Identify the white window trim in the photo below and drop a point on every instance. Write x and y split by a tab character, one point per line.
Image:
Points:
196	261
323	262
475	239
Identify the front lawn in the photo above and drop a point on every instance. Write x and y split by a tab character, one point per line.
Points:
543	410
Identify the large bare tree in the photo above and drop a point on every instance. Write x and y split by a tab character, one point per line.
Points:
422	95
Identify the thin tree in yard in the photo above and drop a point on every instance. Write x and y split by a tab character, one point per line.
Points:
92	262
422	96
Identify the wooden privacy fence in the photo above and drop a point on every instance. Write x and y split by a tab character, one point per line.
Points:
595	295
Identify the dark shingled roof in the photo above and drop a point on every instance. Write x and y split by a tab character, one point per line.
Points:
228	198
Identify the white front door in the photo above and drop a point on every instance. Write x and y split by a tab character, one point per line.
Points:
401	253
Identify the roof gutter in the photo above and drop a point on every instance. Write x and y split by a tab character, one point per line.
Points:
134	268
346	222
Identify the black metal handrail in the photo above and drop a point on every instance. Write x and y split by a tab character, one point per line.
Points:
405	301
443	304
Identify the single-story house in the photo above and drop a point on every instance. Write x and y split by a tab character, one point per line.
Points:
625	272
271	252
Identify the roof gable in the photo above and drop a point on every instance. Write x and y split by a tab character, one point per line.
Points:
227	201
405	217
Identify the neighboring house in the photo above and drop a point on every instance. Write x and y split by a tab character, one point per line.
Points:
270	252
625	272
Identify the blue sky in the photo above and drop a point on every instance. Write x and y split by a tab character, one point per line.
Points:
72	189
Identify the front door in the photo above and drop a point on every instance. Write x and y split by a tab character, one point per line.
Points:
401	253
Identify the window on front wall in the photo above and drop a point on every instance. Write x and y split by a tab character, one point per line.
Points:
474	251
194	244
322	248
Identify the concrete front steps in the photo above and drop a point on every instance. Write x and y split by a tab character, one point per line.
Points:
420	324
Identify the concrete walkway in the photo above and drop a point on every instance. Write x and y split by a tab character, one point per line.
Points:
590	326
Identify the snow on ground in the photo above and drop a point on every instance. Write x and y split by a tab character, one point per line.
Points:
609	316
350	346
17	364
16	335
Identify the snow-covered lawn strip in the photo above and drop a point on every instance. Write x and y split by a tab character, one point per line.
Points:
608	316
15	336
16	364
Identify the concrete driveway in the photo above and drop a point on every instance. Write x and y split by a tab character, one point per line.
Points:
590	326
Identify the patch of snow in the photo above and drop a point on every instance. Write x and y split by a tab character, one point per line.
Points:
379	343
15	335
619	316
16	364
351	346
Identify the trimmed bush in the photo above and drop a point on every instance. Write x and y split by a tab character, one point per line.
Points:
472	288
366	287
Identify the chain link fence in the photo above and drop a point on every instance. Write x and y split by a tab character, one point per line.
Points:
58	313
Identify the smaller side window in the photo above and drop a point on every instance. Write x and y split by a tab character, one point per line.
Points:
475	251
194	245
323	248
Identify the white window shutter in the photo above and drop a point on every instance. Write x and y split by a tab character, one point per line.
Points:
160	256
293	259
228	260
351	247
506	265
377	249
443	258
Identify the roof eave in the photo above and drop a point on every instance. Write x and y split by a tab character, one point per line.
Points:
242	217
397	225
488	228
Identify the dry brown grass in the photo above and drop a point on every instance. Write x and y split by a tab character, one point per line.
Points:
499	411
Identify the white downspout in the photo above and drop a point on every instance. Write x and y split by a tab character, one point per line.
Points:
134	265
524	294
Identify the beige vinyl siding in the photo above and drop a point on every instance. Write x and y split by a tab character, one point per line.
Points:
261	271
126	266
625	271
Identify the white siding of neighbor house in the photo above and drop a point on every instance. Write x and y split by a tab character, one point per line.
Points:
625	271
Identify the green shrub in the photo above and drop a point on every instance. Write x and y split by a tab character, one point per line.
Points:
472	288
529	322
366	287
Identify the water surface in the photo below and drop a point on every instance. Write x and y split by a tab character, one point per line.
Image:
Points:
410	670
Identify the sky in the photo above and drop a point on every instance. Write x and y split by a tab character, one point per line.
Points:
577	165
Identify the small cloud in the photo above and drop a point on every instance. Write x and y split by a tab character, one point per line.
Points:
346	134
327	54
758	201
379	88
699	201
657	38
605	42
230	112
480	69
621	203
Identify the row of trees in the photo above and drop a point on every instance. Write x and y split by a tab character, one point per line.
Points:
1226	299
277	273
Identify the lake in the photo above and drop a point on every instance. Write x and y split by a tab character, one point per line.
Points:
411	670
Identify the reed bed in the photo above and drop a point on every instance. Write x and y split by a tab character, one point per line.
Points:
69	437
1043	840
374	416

····················

What this task involves: Output each line of the entries exactly, so that nothing is lost.

Response to the task:
Identify the white window trim in the photo below and drop a point on every instance. Write x and y split by a tab character, one point per line.
Image:
Points:
196	261
323	262
475	239
Identify the front lawn in the photo above and drop a point on every instance. Write x and y split by a tab character, one point per line.
Points:
543	410
Identify the large bare tree in the photo above and drop a point on every instance. Write x and y split by a tab character, one point per line.
Points:
422	95
Identify the thin tree in yard in the photo above and drop a point on every instance. Write x and y split by a tab character, one point per line.
Points:
92	262
422	96
Identify the wooden privacy fence in the photo above and drop a point on every instance. Write x and y split by a tab character, one point per line.
Points:
595	295
Identify the dark shingled roof in the photo above and drop a point on every instance. Write x and y split by a tab character, one point per line.
Points:
228	198
Identify the white front door in the photo above and drop a point on every instance. Write x and y split by a tab character, one point per line.
Points:
401	253
Identify the roof gutter in the photo above and drop a point on every instance. Write x and y split by a tab character, one point per line.
Points:
134	268
346	222
Identify the black metal handrail in the photo above and drop a point on every instance. Write x and y split by a tab character, one point per line.
Points:
405	301
443	304
Identify the single-story house in the photo above and drop a point on every instance. Write x and y split by a tab character, one point per line.
Points:
625	272
271	252
Identify the roof gable in the photo above and drop a point on every instance. Write x and y split by a tab character, one point per line.
Points:
227	201
405	217
Identify the neighboring house in the photo above and drop a point on every instance. Write x and y split by a tab character, one point per line.
Points:
270	252
625	272
Identify the blue sky in the photo above and drop a point on every instance. Write x and y split by a tab character, one point per line.
Points:
72	189
Identify the front door in the photo above and drop a point on every instance. Write x and y split by a tab character, one point per line.
Points:
401	253
Identify the window on front wall in the photo above and drop a point on every instance. Write x and y split by a tab character, one point per line.
Points:
474	251
194	244
322	248
Identify the concrete front steps in the photo above and drop a point on every instance. Write x and y split by a tab character, one point per line.
Points:
420	324
Identify the concrete walkway in the photo above and drop a point on every instance. Write x and y split by a tab character, one point per line.
Points:
590	326
Identify the snow on ground in the photo above and drop a point on every instance. Write x and y split by a tab character, one point per line.
Points:
609	316
350	346
17	364
16	335
Identify the snow-covered lawn strip in the photo above and drop a point on every instance. Write x and y split by a tab character, one point per line.
Points:
608	316
15	336
16	364
Identify the concrete driveway in the photo above and drop a point on every instance. Write x and y split by a tab character, one point per line.
Points:
590	326
Identify the patch of snow in the photo above and drop a point on every instance. Write x and y split by a tab character, one point per line.
Points:
379	343
15	335
619	316
16	364
351	346
Identify the trimmed bush in the photo above and drop a point on every instance. Write x and y split by a tab character, one point per line.
Points:
472	288
366	287
Identify the chain link fence in the photo above and drop a point on every instance. Write x and y split by a tab character, one point per line.
Points:
58	313
Identify the smaller side window in the photo above and drop a point on every instance. Write x and y split by a tab character, one point per line.
Points:
475	251
194	245
323	248
Identify the white window shutter in the photo above and drop a point on every instance. Write x and y split by a tab character, one point per line.
Points:
160	256
293	259
228	260
351	247
506	265
377	249
443	258
Identify the roof eave in the photo above and drop a point on every instance. Write x and y split by a tab character, one point per line.
Points:
242	217
397	225
488	228
Identify the dry brown grass in the photo above and drop a point on every instance. Write x and y split by a tab character, one point per line.
Points:
499	411
Identify the white downspout in the photo above and drop a point on every instance. Write x and y split by a tab character, one point per line.
Points:
134	265
524	294
Identify the beige vinyl siding in the photo above and drop a point on every instance. Write x and y split by a tab character, one point per line.
Points:
261	271
126	266
625	271
Identify the white siding of neighbor house in the photo above and drop a point on every instance. Write x and y split by a tab character, one point per line.
Points:
625	271
Identify the green shrub in the photo above and drop a point on every instance. Write x and y split by a tab character, one point per line.
Points:
472	288
529	322
366	287
Identify the water surface in the photo below and drop a point on every instance. Write x and y split by a tab character, one point per line.
Image:
Points:
410	670
Identify the sky in the photo above and drop a point on every instance. Write x and y split by a tab character, one point per line.
Points:
577	165
Identify the small cloud in the photo above and drop a point on every instance. Write x and y split by a tab character, one point per line.
Points:
346	134
327	54
758	201
379	88
699	201
657	38
605	42
230	112
480	69
621	203
Identify the row of trees in the photo above and drop a point on every instance. Write x and y split by a tab character, one point per line.
Points:
1226	299
277	273
Identify the lake in the photo above and drop a point on every instance. Write x and y split by a tab character, one point per line.
Points:
411	670
Identify the reed bed in the photo above and drop a point on every instance. Write x and y split by a tab character, one point per line.
Points:
69	437
1043	840
374	416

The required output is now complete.